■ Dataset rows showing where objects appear
----------------

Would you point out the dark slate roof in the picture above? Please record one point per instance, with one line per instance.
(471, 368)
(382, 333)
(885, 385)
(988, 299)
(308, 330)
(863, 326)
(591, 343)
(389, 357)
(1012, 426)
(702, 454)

----------------

■ Goal
Rewrite every line of the items above as a JSON list of strings, one string per line, leaving out any blank lines.

■ Output of the exercise
[
  "Would you point out the dark slate roof in the picture above? Please record one point per instance, with one line per instance.",
  "(471, 368)",
  "(382, 333)",
  "(885, 385)",
  "(988, 299)",
  "(308, 330)",
  "(863, 326)",
  "(591, 343)",
  "(389, 357)",
  "(1012, 426)",
  "(702, 454)"
]